-- BEGIN EXTRACT TO READ --

Stratford upon Avon – a literary pilgrimage to Shakespeare’s abode

We started out early from Nottingham eager to reach Stratford Upon Avon as soon as possible because it was the day we were visiting the birthplace and burial place of the poet and playwright William Shakespeare -the national poet of England, the greatest English ‘literatteurs’ of all times. For me, this wasn’t just another stop on the map; it was a literary pilgrimage. I wouldn’t claim to know every line Shakespeare ever wrote or call myself a great scholar of his works, but his words have been a part of my student and teaching life for nearly half of my lifetime. So, visiting the place where it all began felt deeply personal.

Henley Street

While many tourists flock to the UK to marvel at Buckingham Palace, the London Eye, Madame Tussauds, Harrods, Windsor Castle, or even Stonehenge, my journey had a different purpose. Of course, it wasn’t that I was disinterested in those iconic sights, but my heart was set on something more personal — to walk through the literature and history, especially English literature and history, I had cherished all my life. I had carefully crafted an itinerary that revolved around authors’ homes, literary museums and tours of places that brought beloved English books and movies to life.

-- END EXTRACT TO READ --
-- BEGIN PROVIDED RECORDS --

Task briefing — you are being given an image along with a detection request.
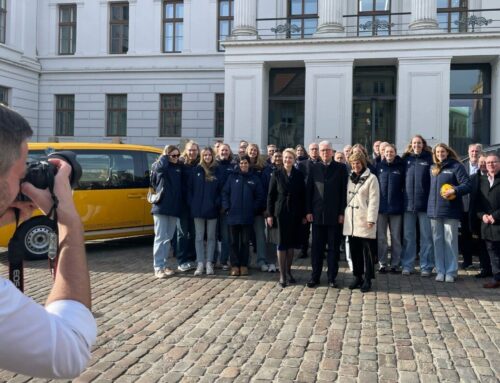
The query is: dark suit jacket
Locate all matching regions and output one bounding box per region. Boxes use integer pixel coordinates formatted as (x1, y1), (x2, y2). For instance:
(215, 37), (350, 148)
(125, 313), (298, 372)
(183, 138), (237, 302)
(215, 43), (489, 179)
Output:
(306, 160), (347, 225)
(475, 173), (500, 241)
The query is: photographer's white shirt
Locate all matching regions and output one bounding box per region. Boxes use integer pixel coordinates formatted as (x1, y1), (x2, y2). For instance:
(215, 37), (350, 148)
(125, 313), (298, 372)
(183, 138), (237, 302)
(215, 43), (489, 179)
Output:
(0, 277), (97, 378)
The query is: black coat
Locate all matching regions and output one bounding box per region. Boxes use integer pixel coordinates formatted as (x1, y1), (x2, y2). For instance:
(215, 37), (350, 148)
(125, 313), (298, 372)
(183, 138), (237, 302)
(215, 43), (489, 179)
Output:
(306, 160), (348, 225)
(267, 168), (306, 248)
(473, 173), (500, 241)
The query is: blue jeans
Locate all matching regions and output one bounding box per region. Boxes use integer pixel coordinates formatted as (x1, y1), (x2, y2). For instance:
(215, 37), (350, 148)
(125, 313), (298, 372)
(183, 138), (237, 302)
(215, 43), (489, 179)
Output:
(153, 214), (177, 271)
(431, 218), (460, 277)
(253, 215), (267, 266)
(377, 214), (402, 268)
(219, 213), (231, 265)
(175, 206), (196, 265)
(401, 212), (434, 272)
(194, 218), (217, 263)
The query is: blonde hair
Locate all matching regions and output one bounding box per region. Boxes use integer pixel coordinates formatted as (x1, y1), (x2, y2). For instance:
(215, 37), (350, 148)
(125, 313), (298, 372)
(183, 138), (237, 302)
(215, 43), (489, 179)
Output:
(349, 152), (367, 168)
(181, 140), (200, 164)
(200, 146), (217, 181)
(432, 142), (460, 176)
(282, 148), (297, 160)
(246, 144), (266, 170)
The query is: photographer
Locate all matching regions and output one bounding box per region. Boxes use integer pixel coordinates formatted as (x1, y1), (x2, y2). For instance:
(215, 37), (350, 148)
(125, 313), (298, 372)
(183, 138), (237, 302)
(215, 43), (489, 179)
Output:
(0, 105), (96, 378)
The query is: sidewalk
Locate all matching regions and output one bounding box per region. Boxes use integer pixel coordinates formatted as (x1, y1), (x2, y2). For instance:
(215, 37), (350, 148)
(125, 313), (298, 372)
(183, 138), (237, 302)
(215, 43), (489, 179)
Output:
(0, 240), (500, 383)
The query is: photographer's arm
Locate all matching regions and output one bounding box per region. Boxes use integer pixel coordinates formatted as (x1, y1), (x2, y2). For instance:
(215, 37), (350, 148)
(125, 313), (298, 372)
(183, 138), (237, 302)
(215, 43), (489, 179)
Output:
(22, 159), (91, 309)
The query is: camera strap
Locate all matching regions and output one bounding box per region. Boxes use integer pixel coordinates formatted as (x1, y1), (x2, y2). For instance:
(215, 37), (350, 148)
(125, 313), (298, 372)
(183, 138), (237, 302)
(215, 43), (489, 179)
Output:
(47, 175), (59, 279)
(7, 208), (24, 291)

-- END PROVIDED RECORDS --
-- BEGIN PROVIDED RECORDS --

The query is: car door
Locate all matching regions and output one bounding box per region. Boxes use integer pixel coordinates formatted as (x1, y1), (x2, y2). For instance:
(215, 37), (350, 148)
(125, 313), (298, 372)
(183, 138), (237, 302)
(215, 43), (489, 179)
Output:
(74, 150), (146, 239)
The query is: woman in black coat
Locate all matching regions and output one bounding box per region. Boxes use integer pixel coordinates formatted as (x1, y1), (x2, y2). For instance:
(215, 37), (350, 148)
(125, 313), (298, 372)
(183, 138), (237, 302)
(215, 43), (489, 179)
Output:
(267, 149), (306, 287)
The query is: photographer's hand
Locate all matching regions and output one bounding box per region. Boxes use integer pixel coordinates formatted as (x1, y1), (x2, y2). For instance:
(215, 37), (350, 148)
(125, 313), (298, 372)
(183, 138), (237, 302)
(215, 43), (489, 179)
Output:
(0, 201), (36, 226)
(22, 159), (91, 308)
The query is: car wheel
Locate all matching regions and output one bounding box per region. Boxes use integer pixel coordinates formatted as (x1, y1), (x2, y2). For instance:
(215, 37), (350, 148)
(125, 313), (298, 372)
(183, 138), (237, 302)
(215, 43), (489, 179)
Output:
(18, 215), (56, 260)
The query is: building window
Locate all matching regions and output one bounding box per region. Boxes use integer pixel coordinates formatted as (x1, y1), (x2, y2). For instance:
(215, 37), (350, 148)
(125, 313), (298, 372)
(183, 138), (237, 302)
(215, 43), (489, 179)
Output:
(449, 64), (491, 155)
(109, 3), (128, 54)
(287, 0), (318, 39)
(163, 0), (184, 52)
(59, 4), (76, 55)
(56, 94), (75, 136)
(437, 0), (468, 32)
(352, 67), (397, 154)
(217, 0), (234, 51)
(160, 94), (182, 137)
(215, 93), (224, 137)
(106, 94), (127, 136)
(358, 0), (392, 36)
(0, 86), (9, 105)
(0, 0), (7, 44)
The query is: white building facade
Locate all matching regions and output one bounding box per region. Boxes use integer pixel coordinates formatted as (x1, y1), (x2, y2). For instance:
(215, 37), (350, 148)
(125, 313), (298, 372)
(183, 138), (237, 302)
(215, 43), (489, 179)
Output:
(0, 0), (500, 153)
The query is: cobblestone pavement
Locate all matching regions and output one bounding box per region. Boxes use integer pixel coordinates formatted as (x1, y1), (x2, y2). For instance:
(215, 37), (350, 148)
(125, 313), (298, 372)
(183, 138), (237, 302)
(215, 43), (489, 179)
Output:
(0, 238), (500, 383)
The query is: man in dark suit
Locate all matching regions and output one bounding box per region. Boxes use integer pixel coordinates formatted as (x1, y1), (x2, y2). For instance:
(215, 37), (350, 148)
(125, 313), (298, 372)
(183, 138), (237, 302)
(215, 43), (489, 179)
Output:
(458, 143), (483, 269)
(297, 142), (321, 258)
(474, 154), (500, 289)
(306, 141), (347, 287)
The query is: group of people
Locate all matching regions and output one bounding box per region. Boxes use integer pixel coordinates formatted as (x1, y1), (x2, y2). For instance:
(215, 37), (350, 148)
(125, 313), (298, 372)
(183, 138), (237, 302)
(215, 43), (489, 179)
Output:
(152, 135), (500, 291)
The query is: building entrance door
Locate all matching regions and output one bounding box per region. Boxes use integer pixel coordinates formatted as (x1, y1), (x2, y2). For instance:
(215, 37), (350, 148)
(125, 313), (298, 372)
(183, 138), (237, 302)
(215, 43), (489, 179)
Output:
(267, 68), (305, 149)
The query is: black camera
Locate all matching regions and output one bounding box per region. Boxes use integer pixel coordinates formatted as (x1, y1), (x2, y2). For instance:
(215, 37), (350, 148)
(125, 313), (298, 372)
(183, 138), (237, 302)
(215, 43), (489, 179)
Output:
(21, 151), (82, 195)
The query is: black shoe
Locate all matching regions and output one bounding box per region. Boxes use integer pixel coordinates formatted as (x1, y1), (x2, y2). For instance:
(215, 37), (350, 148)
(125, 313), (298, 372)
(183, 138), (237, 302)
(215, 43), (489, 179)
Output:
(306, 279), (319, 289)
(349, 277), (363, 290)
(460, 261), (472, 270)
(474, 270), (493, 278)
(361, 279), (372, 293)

-- END PROVIDED RECORDS --
-- BEGIN PROVIDED RECORDS --

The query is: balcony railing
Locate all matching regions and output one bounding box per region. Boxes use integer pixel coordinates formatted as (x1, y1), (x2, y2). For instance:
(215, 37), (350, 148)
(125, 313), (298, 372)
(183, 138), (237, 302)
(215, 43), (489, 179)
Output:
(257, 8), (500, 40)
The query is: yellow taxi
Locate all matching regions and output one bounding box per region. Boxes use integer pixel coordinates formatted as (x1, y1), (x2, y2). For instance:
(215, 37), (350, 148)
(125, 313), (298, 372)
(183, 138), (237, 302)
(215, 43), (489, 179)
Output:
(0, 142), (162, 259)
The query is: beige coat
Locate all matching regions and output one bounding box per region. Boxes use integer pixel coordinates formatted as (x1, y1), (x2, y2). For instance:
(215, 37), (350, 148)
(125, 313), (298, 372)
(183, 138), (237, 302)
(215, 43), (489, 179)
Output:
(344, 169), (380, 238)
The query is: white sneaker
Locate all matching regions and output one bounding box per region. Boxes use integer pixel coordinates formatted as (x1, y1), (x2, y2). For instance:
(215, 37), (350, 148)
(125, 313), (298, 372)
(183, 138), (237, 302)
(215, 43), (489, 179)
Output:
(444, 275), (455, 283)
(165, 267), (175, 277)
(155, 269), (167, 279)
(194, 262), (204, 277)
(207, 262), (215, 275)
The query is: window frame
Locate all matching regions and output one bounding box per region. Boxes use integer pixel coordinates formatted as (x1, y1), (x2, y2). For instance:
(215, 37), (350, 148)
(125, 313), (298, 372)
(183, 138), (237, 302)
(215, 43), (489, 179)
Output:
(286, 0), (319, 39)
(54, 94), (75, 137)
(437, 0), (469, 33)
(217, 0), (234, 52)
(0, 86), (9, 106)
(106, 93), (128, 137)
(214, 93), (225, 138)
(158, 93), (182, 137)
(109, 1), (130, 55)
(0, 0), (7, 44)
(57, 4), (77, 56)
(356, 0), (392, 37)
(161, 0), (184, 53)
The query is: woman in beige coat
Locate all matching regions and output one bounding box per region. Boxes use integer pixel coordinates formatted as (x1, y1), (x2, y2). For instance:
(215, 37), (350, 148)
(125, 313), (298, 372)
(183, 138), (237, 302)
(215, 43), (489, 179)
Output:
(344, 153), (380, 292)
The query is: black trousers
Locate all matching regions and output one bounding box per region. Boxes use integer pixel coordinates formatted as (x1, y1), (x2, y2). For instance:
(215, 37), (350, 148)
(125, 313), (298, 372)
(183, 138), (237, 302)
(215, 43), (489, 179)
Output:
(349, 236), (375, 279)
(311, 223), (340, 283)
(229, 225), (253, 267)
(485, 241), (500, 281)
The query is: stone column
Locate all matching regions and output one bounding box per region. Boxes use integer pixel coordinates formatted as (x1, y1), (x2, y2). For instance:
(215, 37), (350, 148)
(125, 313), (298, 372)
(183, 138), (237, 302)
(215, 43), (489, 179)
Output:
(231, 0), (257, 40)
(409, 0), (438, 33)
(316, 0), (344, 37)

-- END PROVIDED RECORDS --

REQUIRED TASK:
Answer these questions from the Stratford upon Avon travel piece above.
1. From which city did the trip to Stratford upon Avon start?
2. For how long have Shakespeare's words been part of the writer's student and teaching life?
3. Around what was the writer's itinerary built?

COMPLETE OUTPUT:
1. Nottingham.
2. Nearly half of the writer's lifetime.
3. Authors' homes, literary museums, and tours of places that brought beloved English books and movies to life.